=== Selected text ===

The Supreme Court Rules

Against Home Owners

 

John D’Aloia Jr.

 

John D’Aloia Jr. is a retired navy captain and a submarine commander. He is a columnist for several newspapers in Kansas.

This is a bordered-in-black edition. Freedom-loving people throughout the land are in mourning. The United States Supreme Court, in Kelo v. New London, has ruled that your friendly local government can seize your property and give it to another person who promises a higher use, a bigger tax haul for government. The issue in Kelo was that the city was condemning homes and small businesses not for a public use, but for a private economic development project that was being boosted by an international manufacturing company located in the vicinity of the project.

===

_Exercise details_:
Answer these questions using the column on the Kelo ruling:
(a) What rank did John D'Aloia Jr. hold in the navy?
(b) In which state are the newspapers he writes for?
(c) For what kind of project was the city condemning homes and small businesses?
The rows that follow are separate material and have no connection to the text.

=== Given entries ===

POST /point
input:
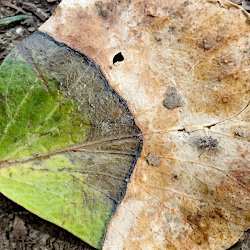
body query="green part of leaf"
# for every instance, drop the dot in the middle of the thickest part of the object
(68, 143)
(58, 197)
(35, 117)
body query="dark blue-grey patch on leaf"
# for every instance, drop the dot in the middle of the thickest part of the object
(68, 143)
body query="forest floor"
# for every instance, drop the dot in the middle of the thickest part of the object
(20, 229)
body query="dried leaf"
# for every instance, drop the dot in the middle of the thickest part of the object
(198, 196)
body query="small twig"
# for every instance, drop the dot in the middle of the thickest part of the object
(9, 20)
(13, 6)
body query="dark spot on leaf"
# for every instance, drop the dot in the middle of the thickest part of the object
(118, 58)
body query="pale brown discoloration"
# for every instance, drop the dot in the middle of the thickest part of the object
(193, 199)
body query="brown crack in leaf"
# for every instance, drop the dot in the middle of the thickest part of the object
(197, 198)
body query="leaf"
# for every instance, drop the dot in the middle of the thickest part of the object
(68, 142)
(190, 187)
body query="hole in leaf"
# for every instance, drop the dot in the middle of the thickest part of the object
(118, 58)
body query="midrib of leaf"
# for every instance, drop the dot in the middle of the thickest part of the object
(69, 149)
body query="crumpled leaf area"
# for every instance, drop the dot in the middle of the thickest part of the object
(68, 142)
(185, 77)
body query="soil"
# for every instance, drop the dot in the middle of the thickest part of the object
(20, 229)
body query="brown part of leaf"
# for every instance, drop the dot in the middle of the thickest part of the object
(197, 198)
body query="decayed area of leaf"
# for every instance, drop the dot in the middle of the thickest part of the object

===
=== Given entries ===

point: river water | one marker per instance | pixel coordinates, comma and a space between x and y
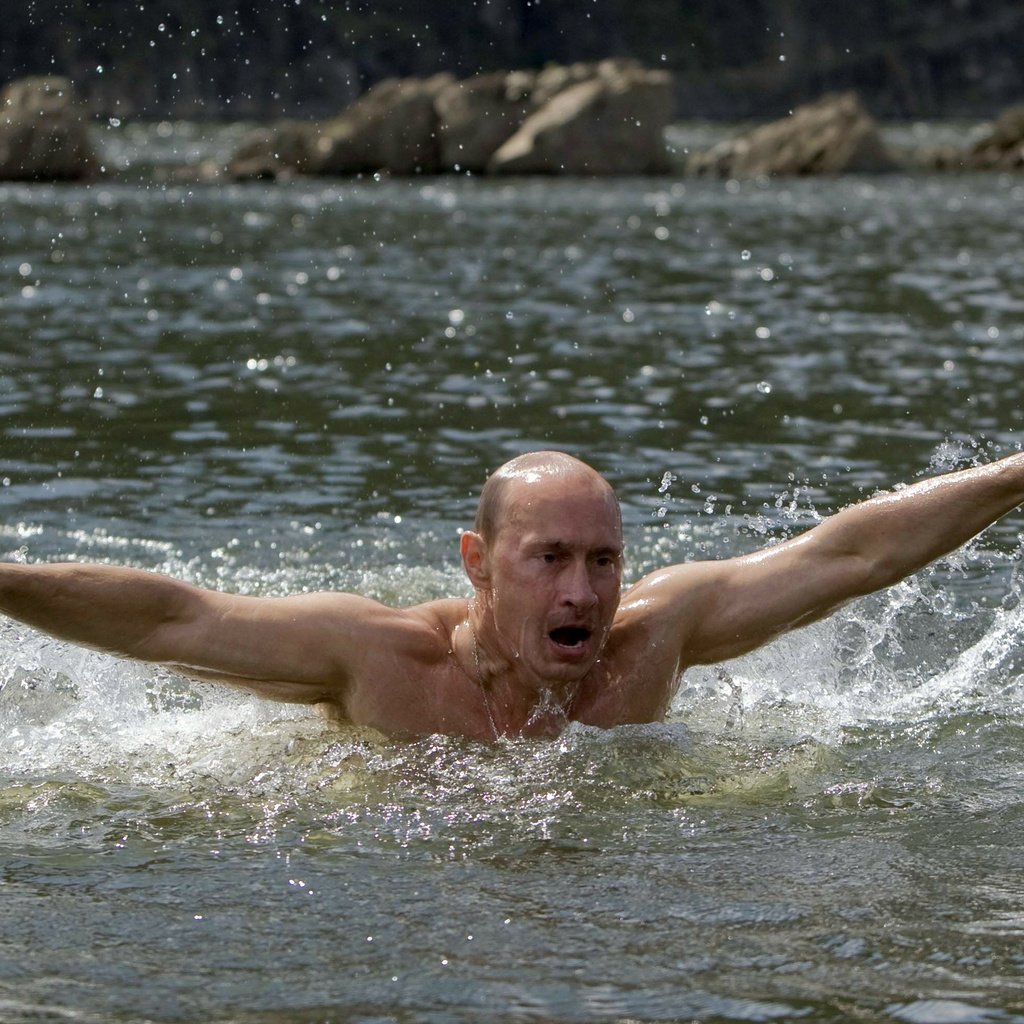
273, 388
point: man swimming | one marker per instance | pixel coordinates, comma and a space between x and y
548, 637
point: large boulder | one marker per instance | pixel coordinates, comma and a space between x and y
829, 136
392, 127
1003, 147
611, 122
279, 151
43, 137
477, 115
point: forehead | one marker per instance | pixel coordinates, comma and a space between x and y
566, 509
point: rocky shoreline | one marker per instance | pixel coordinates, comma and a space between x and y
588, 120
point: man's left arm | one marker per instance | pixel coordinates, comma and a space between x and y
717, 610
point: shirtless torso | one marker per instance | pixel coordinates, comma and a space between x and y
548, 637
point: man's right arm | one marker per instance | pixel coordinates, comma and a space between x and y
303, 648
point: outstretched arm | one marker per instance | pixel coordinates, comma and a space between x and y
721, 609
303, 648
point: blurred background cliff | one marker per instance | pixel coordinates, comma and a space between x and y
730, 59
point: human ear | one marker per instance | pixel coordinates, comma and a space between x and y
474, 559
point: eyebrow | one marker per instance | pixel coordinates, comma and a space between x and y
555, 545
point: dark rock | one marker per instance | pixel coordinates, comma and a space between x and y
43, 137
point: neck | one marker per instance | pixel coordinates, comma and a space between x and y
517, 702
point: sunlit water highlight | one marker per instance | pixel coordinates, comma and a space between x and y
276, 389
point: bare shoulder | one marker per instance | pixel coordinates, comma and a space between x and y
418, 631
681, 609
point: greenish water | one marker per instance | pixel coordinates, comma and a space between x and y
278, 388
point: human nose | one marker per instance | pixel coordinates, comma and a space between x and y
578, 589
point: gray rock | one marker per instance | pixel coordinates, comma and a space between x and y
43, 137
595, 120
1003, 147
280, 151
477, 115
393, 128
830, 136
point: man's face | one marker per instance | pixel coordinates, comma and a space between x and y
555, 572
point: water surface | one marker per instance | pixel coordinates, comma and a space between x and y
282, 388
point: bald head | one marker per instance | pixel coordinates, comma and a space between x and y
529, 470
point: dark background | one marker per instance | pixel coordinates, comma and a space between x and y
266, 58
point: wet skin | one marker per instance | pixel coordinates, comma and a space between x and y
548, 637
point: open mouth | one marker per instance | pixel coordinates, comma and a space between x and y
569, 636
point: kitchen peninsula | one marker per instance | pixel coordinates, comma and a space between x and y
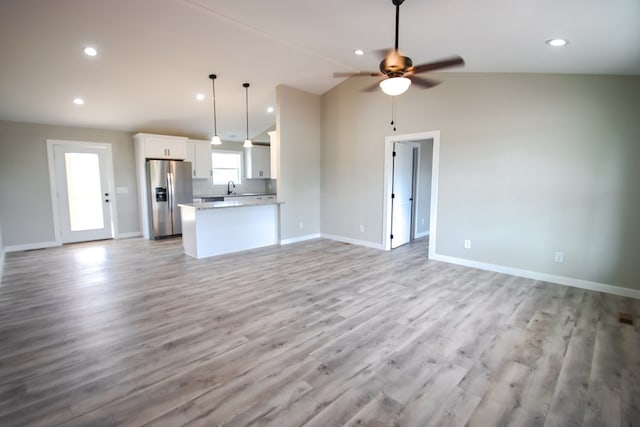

===

_Output for this task_:
(a) Captain
(b) Kansas
(c) A private economic development project